• _Teks yang diberikan_:
........

Terjemahan yang paling tepat untuk hukum kesembilan adalah: Jangan bersaksi dusta untuk mencelakakan orang lain. Tuhan telah memberikan kapasitas berbicara kepada kita, dan menempatkan manusia di atas segala makhluk. Tidak ada satu pun makhluk seperti manusia, yang dapat mengaitkan kata-kata dengan rencana Allah yang kekal. Semua binatang hanya dapat menyuarakan kebutuhan nalurinya. Oleh karena itu, kita harus bersyukur kepada Tuhan atas kemampuan berbicara yang Ia berikan, sebagai bukti bahwa kita dicipta menurut peta teladan-Nya. Hanya kepada manusia Allah mewahyukan rencana-Nya yang kekal, lewat para nabi di Perjanjian Lama dan para rasul di Perjanjian Baru. Sungguh ini adalah suatu hak istimewa yang manusia boleh miliki di hadapan Allah.

........

• _Entri_:
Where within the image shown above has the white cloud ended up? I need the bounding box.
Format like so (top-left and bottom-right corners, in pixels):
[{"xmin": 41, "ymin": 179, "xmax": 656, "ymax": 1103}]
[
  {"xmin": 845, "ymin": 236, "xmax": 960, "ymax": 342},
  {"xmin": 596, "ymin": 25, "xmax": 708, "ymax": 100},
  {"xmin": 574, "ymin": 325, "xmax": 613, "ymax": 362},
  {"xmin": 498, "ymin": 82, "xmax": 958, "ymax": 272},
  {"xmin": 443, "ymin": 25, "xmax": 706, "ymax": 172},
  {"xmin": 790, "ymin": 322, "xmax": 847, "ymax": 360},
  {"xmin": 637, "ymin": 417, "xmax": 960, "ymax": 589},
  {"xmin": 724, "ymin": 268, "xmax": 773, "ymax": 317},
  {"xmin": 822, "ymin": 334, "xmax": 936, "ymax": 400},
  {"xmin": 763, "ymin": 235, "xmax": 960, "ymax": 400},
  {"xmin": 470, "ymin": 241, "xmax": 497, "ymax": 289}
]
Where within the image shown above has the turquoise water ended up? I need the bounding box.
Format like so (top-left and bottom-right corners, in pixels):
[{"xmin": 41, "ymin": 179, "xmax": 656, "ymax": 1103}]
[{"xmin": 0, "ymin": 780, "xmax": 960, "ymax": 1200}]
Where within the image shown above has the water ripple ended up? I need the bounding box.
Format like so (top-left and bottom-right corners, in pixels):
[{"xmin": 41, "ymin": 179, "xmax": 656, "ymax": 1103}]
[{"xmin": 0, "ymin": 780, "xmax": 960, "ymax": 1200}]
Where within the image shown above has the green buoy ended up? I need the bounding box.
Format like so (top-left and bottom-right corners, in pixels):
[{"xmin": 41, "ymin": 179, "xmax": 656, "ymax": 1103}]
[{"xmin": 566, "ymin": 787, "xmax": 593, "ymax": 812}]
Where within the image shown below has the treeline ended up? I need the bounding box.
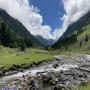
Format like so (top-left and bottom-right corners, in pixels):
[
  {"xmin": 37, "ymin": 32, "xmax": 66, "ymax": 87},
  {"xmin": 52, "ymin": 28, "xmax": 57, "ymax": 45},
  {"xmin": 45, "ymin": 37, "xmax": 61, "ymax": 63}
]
[{"xmin": 0, "ymin": 22, "xmax": 32, "ymax": 49}]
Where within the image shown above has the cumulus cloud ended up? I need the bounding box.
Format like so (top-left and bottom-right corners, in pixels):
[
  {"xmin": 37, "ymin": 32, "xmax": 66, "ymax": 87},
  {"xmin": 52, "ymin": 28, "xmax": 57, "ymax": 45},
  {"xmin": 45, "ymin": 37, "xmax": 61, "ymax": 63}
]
[
  {"xmin": 0, "ymin": 0, "xmax": 90, "ymax": 42},
  {"xmin": 0, "ymin": 0, "xmax": 55, "ymax": 39},
  {"xmin": 55, "ymin": 0, "xmax": 90, "ymax": 38}
]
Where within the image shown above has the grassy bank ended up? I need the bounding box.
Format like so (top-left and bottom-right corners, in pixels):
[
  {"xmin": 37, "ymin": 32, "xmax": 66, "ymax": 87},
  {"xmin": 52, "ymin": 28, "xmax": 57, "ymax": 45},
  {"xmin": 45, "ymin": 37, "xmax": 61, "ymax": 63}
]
[{"xmin": 0, "ymin": 46, "xmax": 56, "ymax": 70}]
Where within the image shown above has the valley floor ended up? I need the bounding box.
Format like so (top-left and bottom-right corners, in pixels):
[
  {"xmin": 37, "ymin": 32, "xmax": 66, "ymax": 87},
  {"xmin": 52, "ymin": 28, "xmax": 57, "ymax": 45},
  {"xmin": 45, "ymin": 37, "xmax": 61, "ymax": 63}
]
[{"xmin": 0, "ymin": 46, "xmax": 90, "ymax": 90}]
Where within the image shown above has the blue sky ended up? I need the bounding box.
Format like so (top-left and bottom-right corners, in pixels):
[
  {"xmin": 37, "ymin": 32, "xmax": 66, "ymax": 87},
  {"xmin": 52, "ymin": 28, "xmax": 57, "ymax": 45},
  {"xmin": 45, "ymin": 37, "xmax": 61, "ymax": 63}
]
[{"xmin": 30, "ymin": 0, "xmax": 65, "ymax": 30}]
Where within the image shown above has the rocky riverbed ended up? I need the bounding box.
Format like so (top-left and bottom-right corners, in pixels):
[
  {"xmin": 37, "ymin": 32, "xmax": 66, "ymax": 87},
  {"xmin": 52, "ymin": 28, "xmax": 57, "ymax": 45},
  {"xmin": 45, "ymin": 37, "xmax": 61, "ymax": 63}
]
[{"xmin": 0, "ymin": 55, "xmax": 90, "ymax": 90}]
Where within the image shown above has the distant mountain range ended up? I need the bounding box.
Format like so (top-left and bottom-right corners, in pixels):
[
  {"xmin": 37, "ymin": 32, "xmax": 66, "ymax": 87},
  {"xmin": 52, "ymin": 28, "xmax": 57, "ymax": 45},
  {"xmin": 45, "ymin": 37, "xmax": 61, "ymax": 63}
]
[
  {"xmin": 52, "ymin": 11, "xmax": 90, "ymax": 50},
  {"xmin": 35, "ymin": 35, "xmax": 56, "ymax": 46},
  {"xmin": 0, "ymin": 9, "xmax": 42, "ymax": 47}
]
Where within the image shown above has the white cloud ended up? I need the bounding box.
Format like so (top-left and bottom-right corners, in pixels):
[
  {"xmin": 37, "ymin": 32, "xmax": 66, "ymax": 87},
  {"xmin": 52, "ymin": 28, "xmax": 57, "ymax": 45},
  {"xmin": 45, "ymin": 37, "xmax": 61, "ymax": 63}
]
[
  {"xmin": 56, "ymin": 0, "xmax": 90, "ymax": 37},
  {"xmin": 0, "ymin": 0, "xmax": 90, "ymax": 42},
  {"xmin": 0, "ymin": 0, "xmax": 55, "ymax": 39}
]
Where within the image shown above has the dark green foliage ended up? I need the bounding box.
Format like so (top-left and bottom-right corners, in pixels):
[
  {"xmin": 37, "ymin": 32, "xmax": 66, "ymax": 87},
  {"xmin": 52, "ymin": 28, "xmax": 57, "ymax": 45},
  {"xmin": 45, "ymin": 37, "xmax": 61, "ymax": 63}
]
[
  {"xmin": 0, "ymin": 22, "xmax": 33, "ymax": 48},
  {"xmin": 79, "ymin": 41, "xmax": 82, "ymax": 47},
  {"xmin": 0, "ymin": 9, "xmax": 42, "ymax": 49},
  {"xmin": 85, "ymin": 34, "xmax": 88, "ymax": 42}
]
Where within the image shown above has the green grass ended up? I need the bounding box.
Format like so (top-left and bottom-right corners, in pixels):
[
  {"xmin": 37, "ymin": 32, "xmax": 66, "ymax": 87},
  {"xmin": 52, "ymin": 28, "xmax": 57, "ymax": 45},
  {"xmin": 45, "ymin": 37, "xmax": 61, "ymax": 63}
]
[{"xmin": 0, "ymin": 46, "xmax": 56, "ymax": 69}]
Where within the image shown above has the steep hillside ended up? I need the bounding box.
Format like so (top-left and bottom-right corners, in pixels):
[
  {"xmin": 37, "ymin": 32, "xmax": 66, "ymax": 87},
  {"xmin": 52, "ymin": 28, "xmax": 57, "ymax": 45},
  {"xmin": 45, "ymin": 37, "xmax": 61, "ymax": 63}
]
[
  {"xmin": 35, "ymin": 35, "xmax": 55, "ymax": 46},
  {"xmin": 52, "ymin": 12, "xmax": 90, "ymax": 51},
  {"xmin": 0, "ymin": 9, "xmax": 41, "ymax": 47}
]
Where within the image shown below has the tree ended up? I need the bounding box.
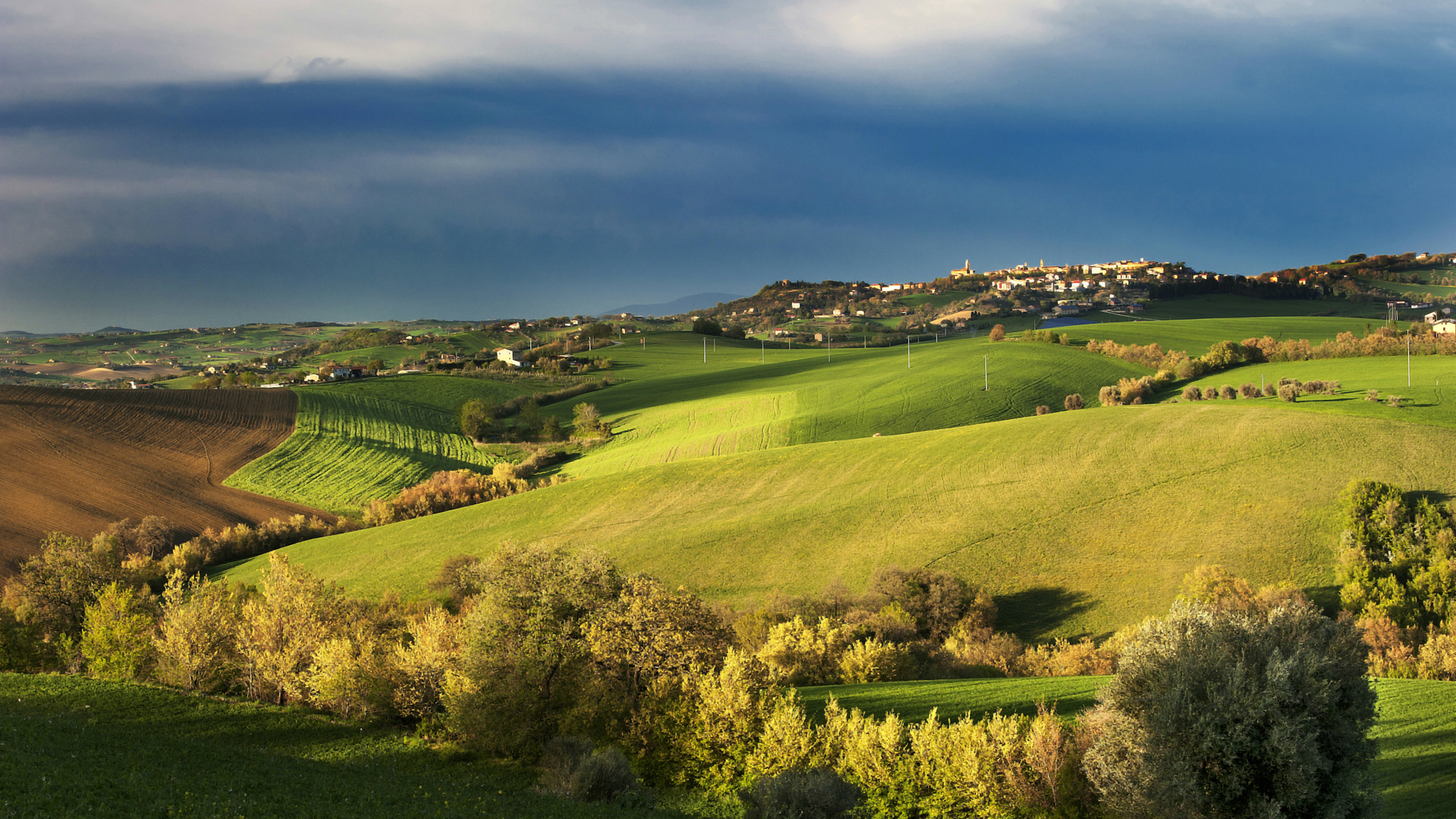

........

• _Instruksi_:
Kembalikan bagian dari teks tentang hukum kesembilan mulai dari "Terjemahan yang paling" sampai "di hadapan Allah." tanpa mengubah satu kata pun.

• _Jawaban lengkap_:
Terjemahan yang paling tepat untuk hukum kesembilan adalah: Jangan bersaksi dusta untuk mencelakakan orang lain. Tuhan telah memberikan kapasitas berbicara kepada kita, dan menempatkan manusia di atas segala makhluk. Tidak ada satu pun makhluk seperti manusia, yang dapat mengaitkan kata-kata dengan rencana Allah yang kekal. Semua binatang hanya dapat menyuarakan kebutuhan nalurinya. Oleh karena itu, kita harus bersyukur kepada Tuhan atas kemampuan berbicara yang Ia berikan, sebagai bukti bahwa kita dicipta menurut peta teladan-Nya. Hanya kepada manusia Allah mewahyukan rencana-Nya yang kekal, lewat para nabi di Perjanjian Lama dan para rasul di Perjanjian Baru. Sungguh ini adalah suatu hak istimewa yang manusia boleh miliki di hadapan Allah.